• **DATA PROVIDED**:
........
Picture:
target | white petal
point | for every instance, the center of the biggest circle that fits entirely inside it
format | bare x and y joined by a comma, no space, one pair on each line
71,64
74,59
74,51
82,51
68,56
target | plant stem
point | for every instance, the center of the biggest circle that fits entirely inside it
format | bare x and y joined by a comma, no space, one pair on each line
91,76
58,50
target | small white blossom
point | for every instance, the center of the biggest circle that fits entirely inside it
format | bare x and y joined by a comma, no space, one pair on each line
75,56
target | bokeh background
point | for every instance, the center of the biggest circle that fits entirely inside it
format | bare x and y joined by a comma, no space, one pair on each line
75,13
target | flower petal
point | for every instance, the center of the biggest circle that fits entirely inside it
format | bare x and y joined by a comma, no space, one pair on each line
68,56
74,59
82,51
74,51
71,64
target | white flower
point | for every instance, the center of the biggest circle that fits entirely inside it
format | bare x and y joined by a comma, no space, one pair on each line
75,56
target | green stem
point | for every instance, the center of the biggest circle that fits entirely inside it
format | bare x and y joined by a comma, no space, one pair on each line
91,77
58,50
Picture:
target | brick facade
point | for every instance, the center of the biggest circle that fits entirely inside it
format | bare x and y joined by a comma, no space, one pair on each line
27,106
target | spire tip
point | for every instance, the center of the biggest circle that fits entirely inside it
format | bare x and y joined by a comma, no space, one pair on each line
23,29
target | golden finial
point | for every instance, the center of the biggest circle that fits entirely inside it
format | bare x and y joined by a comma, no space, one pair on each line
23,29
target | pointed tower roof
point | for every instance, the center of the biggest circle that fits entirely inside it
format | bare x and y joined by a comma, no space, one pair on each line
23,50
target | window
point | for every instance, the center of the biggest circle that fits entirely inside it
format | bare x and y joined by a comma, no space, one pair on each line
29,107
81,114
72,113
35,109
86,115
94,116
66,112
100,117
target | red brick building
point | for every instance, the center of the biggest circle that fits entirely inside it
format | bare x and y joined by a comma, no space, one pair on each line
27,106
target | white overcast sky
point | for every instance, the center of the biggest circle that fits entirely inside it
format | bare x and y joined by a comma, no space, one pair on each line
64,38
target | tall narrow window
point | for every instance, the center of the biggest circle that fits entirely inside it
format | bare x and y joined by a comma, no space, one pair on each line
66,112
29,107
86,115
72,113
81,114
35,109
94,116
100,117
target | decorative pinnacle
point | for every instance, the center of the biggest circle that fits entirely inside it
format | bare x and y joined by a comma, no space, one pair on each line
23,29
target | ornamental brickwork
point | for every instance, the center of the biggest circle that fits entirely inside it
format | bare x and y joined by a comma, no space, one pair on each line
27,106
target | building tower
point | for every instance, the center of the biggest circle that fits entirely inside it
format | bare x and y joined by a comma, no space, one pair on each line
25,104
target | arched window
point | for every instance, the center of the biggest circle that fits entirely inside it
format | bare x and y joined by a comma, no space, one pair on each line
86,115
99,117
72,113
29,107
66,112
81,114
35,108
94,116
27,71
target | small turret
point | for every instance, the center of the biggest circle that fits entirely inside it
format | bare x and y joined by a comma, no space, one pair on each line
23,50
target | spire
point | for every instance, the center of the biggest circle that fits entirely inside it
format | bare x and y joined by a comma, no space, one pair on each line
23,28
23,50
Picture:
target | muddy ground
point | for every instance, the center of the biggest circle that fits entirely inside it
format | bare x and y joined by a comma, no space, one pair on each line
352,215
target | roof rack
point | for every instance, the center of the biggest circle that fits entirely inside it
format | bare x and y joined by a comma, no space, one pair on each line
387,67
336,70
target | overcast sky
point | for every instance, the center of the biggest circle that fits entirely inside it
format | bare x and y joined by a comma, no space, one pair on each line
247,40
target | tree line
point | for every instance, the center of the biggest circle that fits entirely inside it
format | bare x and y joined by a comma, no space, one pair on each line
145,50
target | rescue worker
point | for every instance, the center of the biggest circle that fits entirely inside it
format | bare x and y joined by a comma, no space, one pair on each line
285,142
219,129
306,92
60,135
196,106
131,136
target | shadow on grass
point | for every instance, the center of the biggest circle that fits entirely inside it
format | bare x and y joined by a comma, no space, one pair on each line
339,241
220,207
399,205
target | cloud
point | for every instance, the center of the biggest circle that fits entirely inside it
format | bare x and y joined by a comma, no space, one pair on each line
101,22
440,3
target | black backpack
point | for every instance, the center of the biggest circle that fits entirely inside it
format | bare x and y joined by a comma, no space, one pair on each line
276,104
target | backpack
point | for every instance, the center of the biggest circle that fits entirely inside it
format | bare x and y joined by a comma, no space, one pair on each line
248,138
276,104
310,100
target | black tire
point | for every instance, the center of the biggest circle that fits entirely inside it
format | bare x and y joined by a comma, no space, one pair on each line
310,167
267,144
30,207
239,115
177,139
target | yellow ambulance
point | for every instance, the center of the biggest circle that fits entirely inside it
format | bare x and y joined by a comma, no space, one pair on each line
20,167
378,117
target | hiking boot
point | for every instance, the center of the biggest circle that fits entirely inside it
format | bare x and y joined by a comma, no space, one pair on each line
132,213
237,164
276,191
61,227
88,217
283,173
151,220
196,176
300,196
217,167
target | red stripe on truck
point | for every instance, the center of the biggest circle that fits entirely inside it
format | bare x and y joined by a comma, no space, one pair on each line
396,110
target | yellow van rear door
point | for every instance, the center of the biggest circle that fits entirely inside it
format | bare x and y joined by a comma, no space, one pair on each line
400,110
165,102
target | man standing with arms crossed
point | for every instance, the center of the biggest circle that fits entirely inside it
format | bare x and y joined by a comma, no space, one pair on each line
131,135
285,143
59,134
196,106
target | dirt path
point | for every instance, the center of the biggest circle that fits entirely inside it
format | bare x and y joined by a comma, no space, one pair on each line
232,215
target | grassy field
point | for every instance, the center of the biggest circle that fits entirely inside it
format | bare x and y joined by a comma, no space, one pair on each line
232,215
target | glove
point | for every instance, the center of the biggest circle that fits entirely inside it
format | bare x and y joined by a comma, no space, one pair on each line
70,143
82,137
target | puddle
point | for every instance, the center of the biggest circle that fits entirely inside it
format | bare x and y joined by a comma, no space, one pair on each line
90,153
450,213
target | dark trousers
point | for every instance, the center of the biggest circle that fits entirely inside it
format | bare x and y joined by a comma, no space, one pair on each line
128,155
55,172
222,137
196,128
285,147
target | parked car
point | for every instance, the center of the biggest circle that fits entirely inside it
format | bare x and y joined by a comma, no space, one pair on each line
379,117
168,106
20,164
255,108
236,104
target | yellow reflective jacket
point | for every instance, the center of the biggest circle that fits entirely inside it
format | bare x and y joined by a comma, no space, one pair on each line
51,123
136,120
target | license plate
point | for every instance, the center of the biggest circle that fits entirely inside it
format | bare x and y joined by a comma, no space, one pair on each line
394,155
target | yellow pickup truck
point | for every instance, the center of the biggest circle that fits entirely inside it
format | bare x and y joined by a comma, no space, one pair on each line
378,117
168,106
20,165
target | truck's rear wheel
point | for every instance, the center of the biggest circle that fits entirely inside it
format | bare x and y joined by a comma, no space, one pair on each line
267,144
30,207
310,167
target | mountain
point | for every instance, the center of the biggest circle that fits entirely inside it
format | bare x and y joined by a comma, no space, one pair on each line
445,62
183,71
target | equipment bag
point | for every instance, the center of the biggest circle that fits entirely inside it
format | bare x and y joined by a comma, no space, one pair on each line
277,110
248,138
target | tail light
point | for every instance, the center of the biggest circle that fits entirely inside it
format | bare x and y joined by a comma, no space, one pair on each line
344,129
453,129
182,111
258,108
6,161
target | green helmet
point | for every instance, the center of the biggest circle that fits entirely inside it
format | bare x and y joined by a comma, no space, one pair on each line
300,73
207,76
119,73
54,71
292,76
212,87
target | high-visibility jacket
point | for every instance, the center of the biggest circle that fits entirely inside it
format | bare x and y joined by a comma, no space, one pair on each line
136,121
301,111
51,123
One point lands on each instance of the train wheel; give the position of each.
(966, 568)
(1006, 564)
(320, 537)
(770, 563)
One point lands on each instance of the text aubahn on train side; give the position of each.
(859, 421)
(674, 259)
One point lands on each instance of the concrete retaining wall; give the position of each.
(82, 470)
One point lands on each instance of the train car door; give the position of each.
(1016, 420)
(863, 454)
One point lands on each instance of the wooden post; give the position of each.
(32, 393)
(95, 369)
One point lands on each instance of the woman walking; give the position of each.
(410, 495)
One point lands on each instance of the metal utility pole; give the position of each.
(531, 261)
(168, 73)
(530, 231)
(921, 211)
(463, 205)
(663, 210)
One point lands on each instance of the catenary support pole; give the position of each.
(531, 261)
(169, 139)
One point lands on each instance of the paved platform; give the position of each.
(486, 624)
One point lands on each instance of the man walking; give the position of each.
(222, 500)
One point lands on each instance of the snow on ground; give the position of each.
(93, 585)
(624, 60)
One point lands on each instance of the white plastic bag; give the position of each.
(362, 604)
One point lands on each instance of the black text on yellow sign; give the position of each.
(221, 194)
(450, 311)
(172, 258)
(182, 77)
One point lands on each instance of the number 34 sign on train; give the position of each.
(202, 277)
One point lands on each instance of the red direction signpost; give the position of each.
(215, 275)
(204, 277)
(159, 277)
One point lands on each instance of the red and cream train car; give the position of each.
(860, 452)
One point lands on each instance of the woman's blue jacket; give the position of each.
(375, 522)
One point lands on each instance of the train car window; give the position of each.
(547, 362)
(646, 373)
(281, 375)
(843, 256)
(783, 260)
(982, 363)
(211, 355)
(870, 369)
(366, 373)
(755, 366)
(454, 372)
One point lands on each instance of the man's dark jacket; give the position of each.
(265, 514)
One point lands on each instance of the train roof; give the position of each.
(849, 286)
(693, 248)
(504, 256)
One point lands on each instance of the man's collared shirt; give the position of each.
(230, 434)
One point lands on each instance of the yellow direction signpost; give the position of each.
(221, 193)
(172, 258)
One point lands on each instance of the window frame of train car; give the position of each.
........
• **ASSIGNMENT**: Return, from the material above, every line with the word "truck".

• **RESPONSE**:
target | red stripe on truck
target | yellow pickup truck
target | truck's rear wheel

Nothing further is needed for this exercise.